Source data:
******************************
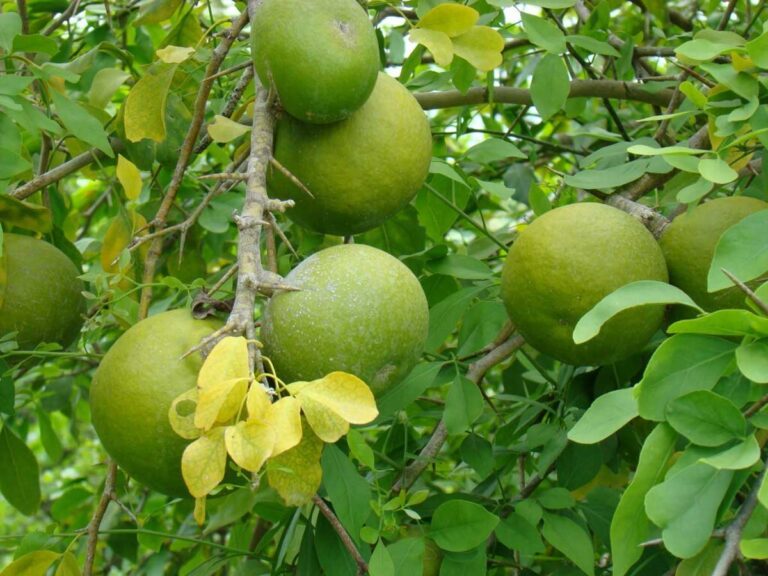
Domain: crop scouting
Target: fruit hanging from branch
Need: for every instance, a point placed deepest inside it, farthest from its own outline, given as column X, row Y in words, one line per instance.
column 359, row 310
column 360, row 171
column 566, row 262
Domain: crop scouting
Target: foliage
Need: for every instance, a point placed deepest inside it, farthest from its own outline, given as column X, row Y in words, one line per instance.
column 504, row 458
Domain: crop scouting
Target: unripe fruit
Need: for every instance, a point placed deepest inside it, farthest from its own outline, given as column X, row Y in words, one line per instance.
column 360, row 171
column 359, row 310
column 568, row 260
column 42, row 299
column 689, row 245
column 321, row 56
column 133, row 389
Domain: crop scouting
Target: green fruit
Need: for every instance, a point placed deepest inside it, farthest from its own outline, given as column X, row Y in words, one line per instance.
column 322, row 56
column 42, row 298
column 361, row 170
column 566, row 262
column 133, row 389
column 359, row 310
column 689, row 245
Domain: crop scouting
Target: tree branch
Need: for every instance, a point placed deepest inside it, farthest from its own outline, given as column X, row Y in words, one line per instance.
column 508, row 95
column 475, row 374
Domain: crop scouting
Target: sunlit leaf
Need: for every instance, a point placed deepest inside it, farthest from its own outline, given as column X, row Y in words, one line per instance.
column 250, row 444
column 297, row 473
column 222, row 129
column 204, row 462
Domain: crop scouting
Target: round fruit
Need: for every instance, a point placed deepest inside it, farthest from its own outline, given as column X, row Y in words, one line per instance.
column 133, row 389
column 322, row 56
column 42, row 298
column 566, row 262
column 689, row 245
column 359, row 310
column 361, row 170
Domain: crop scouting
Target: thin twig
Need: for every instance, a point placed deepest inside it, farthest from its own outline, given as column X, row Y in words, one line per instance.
column 98, row 515
column 346, row 540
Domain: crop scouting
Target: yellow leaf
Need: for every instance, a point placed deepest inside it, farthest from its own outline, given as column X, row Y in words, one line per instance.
column 346, row 395
column 219, row 402
column 481, row 47
column 257, row 402
column 436, row 42
column 199, row 513
column 451, row 19
column 174, row 54
column 296, row 474
column 33, row 564
column 204, row 462
column 284, row 418
column 68, row 565
column 227, row 361
column 144, row 109
column 129, row 177
column 181, row 415
column 222, row 129
column 250, row 444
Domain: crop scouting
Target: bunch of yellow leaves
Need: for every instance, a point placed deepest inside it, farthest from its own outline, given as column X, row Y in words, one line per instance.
column 235, row 415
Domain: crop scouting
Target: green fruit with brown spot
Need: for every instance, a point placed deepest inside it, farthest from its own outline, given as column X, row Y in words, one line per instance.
column 359, row 310
column 360, row 171
column 132, row 391
column 40, row 293
column 568, row 260
column 321, row 56
column 689, row 246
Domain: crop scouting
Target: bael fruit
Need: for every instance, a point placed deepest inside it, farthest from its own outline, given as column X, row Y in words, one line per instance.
column 689, row 245
column 359, row 310
column 322, row 56
column 568, row 260
column 361, row 170
column 41, row 297
column 133, row 389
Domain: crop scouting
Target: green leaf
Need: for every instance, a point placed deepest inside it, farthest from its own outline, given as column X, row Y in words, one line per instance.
column 742, row 250
column 717, row 171
column 723, row 323
column 736, row 457
column 10, row 27
column 33, row 564
column 145, row 106
column 640, row 293
column 570, row 539
column 81, row 124
column 460, row 525
column 461, row 266
column 682, row 364
column 606, row 415
column 752, row 360
column 348, row 491
column 516, row 533
column 463, row 405
column 630, row 525
column 25, row 215
column 493, row 150
column 706, row 418
column 19, row 474
column 543, row 34
column 685, row 507
column 550, row 86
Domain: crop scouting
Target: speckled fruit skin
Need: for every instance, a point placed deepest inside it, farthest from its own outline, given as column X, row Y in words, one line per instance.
column 359, row 310
column 322, row 56
column 133, row 389
column 566, row 262
column 361, row 170
column 43, row 298
column 689, row 245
******************************
TASK DESCRIPTION:
Reproduce the source data in full, substituting "orchard survey" for every occurrence of "crop scouting" and keeping everything else unchanged. Leave the pictures out.

RESULT:
Domain: orchard survey
Target: fruit hanging from branch
Need: for every instance, a point placed deepest inside it, farthest from its own outline, given as column X, row Y in words, one line per instance.
column 359, row 310
column 360, row 171
column 566, row 262
Domain: orchard survey
Target: foliage
Need: for every instance, a point placed deepest inside it, farthest from its own outline, given as column X, row Y in words, one line per instance.
column 504, row 458
Domain: orchard survey
Target: unripe fruit
Need: for every instance, a point placed deepest inside it, farthest from its own outline, given as column X, row Y in words, one line per instance.
column 360, row 171
column 359, row 310
column 568, row 260
column 42, row 299
column 689, row 245
column 321, row 56
column 133, row 389
Domain: orchard survey
Target: green fruit
Need: for every instance, a point placed deepest inside it, farthest from its own outline, given as column X, row Y in words, one line per instance.
column 322, row 56
column 42, row 298
column 361, row 170
column 566, row 262
column 133, row 389
column 359, row 310
column 689, row 245
Domain: orchard survey
Target: tree branch
Need: for every instance, a point placed deepest inside it, farthest from its own outline, given as column X, row Y in words, one line per instance.
column 508, row 95
column 475, row 374
Domain: orchard survey
Target: sunlit leaf
Need: for every instance, a point placed deepest inside it, farthest from its own outline, given as column X, row Y in words, one line per instance.
column 250, row 444
column 297, row 473
column 222, row 129
column 204, row 462
Domain: orchard survey
Target: round fruit
Need: for every instance, a point placed deepest inside it, farthest from its own outline, given as column X, row Y in words, one line per instance.
column 133, row 389
column 322, row 56
column 42, row 298
column 566, row 262
column 689, row 245
column 359, row 310
column 361, row 170
Domain: orchard survey
Target: thin twig
Need: for every instance, a point placed deepest inside it, farthest from its own outline, given as column X, row Y in words, one line per instance.
column 98, row 515
column 346, row 540
Domain: orchard survey
Target: yellow leaf
Need: for every instance, a point placed deepest inside it, farthest from its own outline, given as column X, row Y in words, one line per instance.
column 346, row 395
column 219, row 402
column 481, row 47
column 257, row 402
column 436, row 42
column 199, row 513
column 451, row 19
column 174, row 54
column 296, row 474
column 33, row 564
column 204, row 462
column 284, row 418
column 68, row 565
column 227, row 361
column 144, row 109
column 129, row 177
column 181, row 415
column 222, row 129
column 250, row 444
Domain: orchard survey
Target: bunch of yellow leaves
Need: for every instance, a point placed deepest inside it, farthest from its own outline, given as column X, row Y in words, one line per instance.
column 235, row 415
Domain: orchard survey
Target: green fruit with brown spot
Need: for every instance, a point placed deepest inside it, farthest from its own outline, given as column X, row Y in words, one line per instance.
column 359, row 310
column 360, row 171
column 132, row 391
column 40, row 293
column 568, row 260
column 321, row 56
column 689, row 246
Domain: orchard survey
Target: bael fruit
Need: for every instance, a point placed deepest inside it, farthest from its own outline, given as column X, row Y in words, one line per instance.
column 689, row 245
column 359, row 310
column 322, row 56
column 568, row 260
column 361, row 170
column 41, row 297
column 133, row 389
Domain: orchard survey
Target: green leaf
Need: for every instance, a point placed deepest inside it, farthest from its own outline, given as column X, row Y in words, one line per instance.
column 742, row 250
column 717, row 171
column 723, row 323
column 736, row 457
column 10, row 27
column 33, row 564
column 145, row 106
column 640, row 293
column 570, row 539
column 81, row 124
column 460, row 525
column 461, row 266
column 682, row 364
column 606, row 415
column 752, row 360
column 348, row 491
column 516, row 533
column 463, row 405
column 630, row 525
column 25, row 215
column 493, row 150
column 706, row 418
column 19, row 474
column 543, row 34
column 685, row 507
column 550, row 86
Domain: orchard survey
Target: speckled fruit skin
Need: for every instance, a point placed deepest inside it, farthest from its own outline, given as column X, row Y in words, one line per instance.
column 359, row 310
column 322, row 56
column 133, row 389
column 566, row 262
column 361, row 170
column 43, row 298
column 689, row 245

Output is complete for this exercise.